### EXERCISE
Line count for "white": report how many lines in this material hold that string, with the number alone as the answer.

(DATASET RECORDS Opens)

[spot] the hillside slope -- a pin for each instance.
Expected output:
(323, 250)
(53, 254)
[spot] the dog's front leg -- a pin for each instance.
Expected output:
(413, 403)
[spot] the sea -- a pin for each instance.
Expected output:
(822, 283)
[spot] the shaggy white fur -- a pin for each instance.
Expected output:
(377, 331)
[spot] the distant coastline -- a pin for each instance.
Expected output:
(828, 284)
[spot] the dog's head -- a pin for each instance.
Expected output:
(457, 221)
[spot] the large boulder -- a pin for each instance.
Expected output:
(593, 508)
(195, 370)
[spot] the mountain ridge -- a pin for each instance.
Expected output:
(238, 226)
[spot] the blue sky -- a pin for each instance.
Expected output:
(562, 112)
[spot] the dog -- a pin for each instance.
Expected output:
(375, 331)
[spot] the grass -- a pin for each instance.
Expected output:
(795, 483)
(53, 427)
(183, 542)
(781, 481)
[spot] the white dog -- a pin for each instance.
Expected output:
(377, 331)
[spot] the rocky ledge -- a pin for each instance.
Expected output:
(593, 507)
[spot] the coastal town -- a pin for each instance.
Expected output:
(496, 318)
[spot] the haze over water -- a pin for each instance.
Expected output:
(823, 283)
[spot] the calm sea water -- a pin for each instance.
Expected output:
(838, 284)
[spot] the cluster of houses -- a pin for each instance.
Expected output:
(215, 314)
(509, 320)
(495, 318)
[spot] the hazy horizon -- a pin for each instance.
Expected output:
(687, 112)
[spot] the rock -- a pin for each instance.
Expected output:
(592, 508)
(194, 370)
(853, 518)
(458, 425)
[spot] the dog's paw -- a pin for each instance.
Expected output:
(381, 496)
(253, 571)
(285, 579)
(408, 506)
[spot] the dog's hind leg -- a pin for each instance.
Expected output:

(DATASET RECORDS Closes)

### FINISHED TASK
2